Study text:
§ §
People always want the best in New York: The best cup of coffee. The best Italian dinner for a romantic night out. And if you find yourself in need of a neurosurgeon, of course you want the best neurosurgeon.
But while you can find good food and drinks by reading online reviews and asking locals, finding an exceptional neurosurgeon can be a daunting task. Where do you begin?
To give patients a starting place, The New York Times Magazine and New York Magazine each published a rigorously vetted and researched list of outstanding New York physicians. Both lists feature dozens of specialties, including neurosurgery.
Each magazine used a slightly different process to come up with its carefully considered list, but the two are similar in that both rely on physicians nominating peers they believe provide the most exceptional care. (Physicians, of course, cannot self-nominate.) To appear on the list, nominees must also pass a thorough vetting of qualifications, experience and training.
We are pleased to announce that, this year, our neurosurgeons at Columbia University Irving Medical Center/NewYork-Presbyterian Hospital are listed in one or both magazines.
Dr. Robert Solomon, Department Chair*
Dr. Peter Angevine
Dr. Jeffrey Bruce
Dr. E. Sander Connolly*
Dr. Neil Feldstein*
Dr. Sean Lavine
Dr. Christopher Mandigo
Dr. Grace Mandigo
Dr. Paul McCormick*
Dr. Guy McKhann*
Dr. Philip Meyers*
Dr. Marc Otten
Dr. Donald Quest
Dr. Michael Sisti*
Dr. Christopher Winfree*
There’s more good news about Columbia Neurosurgery! Several of the doctors who appear on The New York Times Magazine list trained at Columbia early in their careers, before establishing practices at other healthcare facilities. The New York Times Magazine list designates doctors as either Super Doctors or Rising Stars, with Rising Stars practicing for fewer than ten years. In total, 31 additional Super Doctors and 18 additional Rising Stars from across the country trained at Columbia.
At Columbia, our neurosurgeons are subspecialized, which means they received additional training in a particular area of neurosurgery. The advantage to having a department full of subspecialized neurosurgeons is that appropriate expertise can be matched to the needs of a patient.
§ §
Work to be completed:
Could you reproduce the Columbia neurosurgeons text, everything from "People always want" down to "do you begin?", word for word? The rows below the text were taken from a separate source.

(Natural-language object grounding rows)
§ §
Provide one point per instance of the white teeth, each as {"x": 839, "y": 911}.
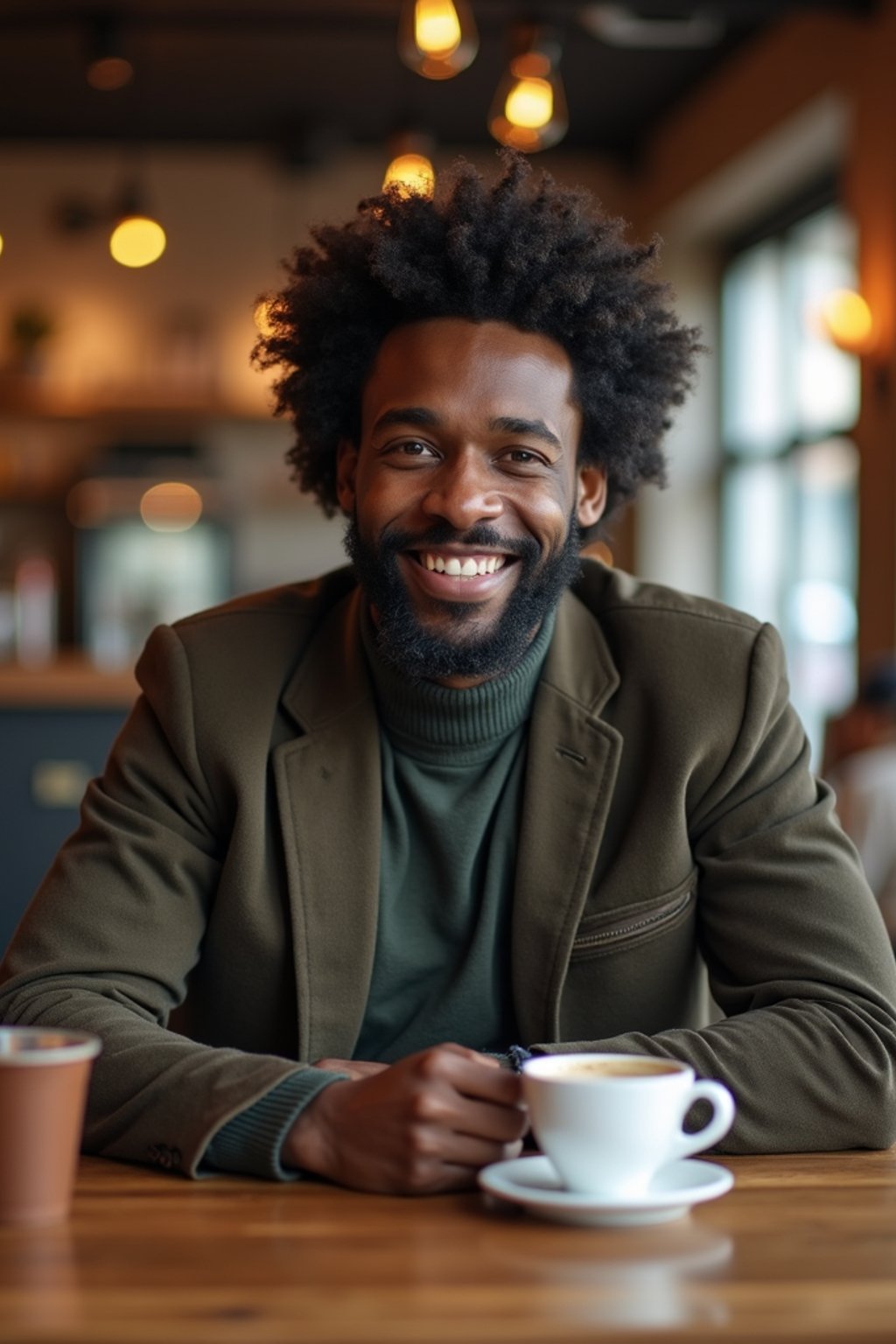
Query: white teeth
{"x": 462, "y": 569}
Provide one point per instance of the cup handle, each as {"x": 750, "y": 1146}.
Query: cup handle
{"x": 717, "y": 1126}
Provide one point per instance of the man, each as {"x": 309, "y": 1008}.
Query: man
{"x": 363, "y": 842}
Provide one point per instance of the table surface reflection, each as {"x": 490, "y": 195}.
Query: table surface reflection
{"x": 803, "y": 1248}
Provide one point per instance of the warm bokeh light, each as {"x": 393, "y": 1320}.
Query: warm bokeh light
{"x": 262, "y": 316}
{"x": 846, "y": 320}
{"x": 529, "y": 109}
{"x": 529, "y": 104}
{"x": 171, "y": 507}
{"x": 437, "y": 38}
{"x": 411, "y": 173}
{"x": 437, "y": 29}
{"x": 137, "y": 242}
{"x": 109, "y": 73}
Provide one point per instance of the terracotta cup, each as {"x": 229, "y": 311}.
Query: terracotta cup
{"x": 43, "y": 1088}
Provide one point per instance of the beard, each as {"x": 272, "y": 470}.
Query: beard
{"x": 458, "y": 648}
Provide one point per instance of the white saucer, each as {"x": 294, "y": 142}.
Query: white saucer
{"x": 534, "y": 1183}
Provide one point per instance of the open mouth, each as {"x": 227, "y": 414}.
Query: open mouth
{"x": 462, "y": 566}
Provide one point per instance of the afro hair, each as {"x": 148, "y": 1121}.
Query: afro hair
{"x": 522, "y": 250}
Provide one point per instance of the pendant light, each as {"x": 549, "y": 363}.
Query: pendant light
{"x": 136, "y": 240}
{"x": 529, "y": 108}
{"x": 437, "y": 38}
{"x": 410, "y": 165}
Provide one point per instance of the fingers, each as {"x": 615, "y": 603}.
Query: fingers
{"x": 469, "y": 1073}
{"x": 427, "y": 1123}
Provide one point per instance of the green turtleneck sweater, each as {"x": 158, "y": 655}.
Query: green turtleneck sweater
{"x": 452, "y": 766}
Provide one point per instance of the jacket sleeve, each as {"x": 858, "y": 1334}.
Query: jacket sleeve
{"x": 794, "y": 945}
{"x": 110, "y": 938}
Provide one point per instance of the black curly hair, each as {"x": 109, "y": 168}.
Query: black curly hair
{"x": 522, "y": 250}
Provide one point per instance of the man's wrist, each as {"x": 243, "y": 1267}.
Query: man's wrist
{"x": 308, "y": 1143}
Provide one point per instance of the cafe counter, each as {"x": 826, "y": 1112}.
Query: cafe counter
{"x": 57, "y": 724}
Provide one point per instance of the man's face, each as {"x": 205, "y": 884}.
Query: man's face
{"x": 465, "y": 495}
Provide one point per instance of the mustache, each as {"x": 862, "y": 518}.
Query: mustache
{"x": 442, "y": 534}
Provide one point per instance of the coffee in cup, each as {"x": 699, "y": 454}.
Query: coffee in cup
{"x": 43, "y": 1088}
{"x": 609, "y": 1123}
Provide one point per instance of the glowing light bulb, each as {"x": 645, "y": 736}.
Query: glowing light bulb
{"x": 411, "y": 173}
{"x": 437, "y": 38}
{"x": 171, "y": 507}
{"x": 529, "y": 104}
{"x": 262, "y": 316}
{"x": 437, "y": 29}
{"x": 848, "y": 320}
{"x": 529, "y": 109}
{"x": 137, "y": 241}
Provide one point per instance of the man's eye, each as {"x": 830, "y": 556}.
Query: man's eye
{"x": 413, "y": 448}
{"x": 524, "y": 458}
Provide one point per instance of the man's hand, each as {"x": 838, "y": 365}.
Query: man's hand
{"x": 424, "y": 1125}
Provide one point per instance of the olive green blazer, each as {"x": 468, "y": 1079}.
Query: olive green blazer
{"x": 214, "y": 917}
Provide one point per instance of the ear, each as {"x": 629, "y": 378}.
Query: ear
{"x": 592, "y": 495}
{"x": 346, "y": 469}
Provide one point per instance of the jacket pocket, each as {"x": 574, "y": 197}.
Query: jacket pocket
{"x": 629, "y": 925}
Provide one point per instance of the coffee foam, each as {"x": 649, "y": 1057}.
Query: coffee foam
{"x": 587, "y": 1070}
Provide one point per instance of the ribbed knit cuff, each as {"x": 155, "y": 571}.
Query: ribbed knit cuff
{"x": 250, "y": 1143}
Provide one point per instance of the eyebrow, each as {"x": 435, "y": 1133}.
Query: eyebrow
{"x": 531, "y": 429}
{"x": 501, "y": 425}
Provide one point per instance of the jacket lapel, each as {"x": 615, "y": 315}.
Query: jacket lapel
{"x": 328, "y": 788}
{"x": 571, "y": 767}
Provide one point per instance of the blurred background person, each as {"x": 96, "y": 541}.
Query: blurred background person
{"x": 860, "y": 764}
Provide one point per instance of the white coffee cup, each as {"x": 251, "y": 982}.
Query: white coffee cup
{"x": 609, "y": 1123}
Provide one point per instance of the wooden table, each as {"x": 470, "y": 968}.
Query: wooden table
{"x": 802, "y": 1249}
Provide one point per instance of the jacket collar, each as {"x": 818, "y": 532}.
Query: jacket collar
{"x": 328, "y": 787}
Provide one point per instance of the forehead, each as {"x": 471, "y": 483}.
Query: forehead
{"x": 477, "y": 368}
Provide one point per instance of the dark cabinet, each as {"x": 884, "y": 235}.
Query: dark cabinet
{"x": 47, "y": 754}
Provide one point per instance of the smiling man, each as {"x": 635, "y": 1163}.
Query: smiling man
{"x": 366, "y": 842}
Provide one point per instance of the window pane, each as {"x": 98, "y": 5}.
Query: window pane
{"x": 755, "y": 418}
{"x": 821, "y": 258}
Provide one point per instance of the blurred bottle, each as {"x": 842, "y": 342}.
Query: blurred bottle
{"x": 35, "y": 606}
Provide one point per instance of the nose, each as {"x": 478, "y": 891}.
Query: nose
{"x": 462, "y": 492}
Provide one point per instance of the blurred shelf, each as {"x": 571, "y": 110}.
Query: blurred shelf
{"x": 29, "y": 396}
{"x": 69, "y": 680}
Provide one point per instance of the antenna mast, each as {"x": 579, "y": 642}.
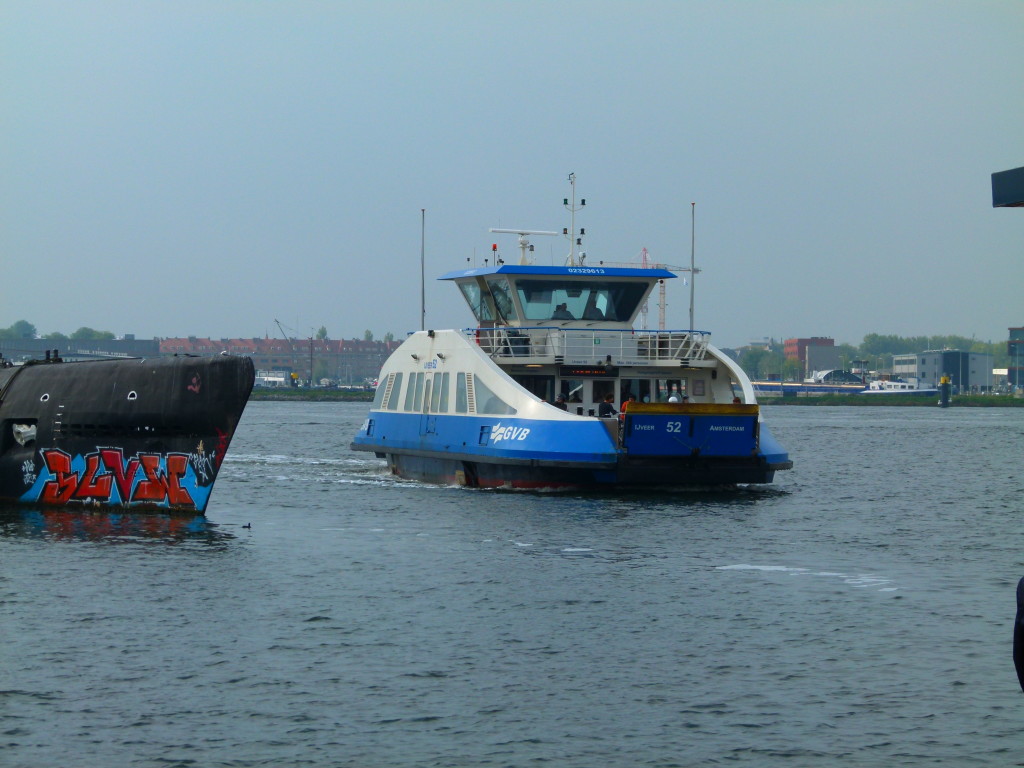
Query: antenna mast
{"x": 693, "y": 269}
{"x": 570, "y": 232}
{"x": 524, "y": 245}
{"x": 423, "y": 285}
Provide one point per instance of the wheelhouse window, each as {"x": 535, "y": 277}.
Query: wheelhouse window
{"x": 502, "y": 295}
{"x": 477, "y": 302}
{"x": 552, "y": 299}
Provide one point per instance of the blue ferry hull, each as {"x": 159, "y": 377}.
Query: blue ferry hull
{"x": 726, "y": 446}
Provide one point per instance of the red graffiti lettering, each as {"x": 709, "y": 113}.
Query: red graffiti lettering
{"x": 93, "y": 483}
{"x": 108, "y": 469}
{"x": 59, "y": 489}
{"x": 123, "y": 475}
{"x": 176, "y": 466}
{"x": 154, "y": 487}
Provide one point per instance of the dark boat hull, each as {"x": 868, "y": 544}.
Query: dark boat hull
{"x": 125, "y": 433}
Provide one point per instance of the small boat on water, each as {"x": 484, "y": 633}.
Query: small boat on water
{"x": 527, "y": 397}
{"x": 897, "y": 386}
{"x": 126, "y": 433}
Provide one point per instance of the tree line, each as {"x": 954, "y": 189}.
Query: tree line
{"x": 876, "y": 351}
{"x": 25, "y": 330}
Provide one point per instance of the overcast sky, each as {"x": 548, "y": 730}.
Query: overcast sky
{"x": 204, "y": 168}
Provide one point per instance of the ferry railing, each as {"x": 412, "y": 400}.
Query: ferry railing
{"x": 545, "y": 344}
§ §
Task output:
People always want the best in New York: The best cup of coffee. The best Italian dinner for a romantic night out. And if you find yourself in need of a neurosurgeon, of course you want the best neurosurgeon.
But while you can find good food and drinks by reading online reviews and asking locals, finding an exceptional neurosurgeon can be a daunting task. Where do you begin?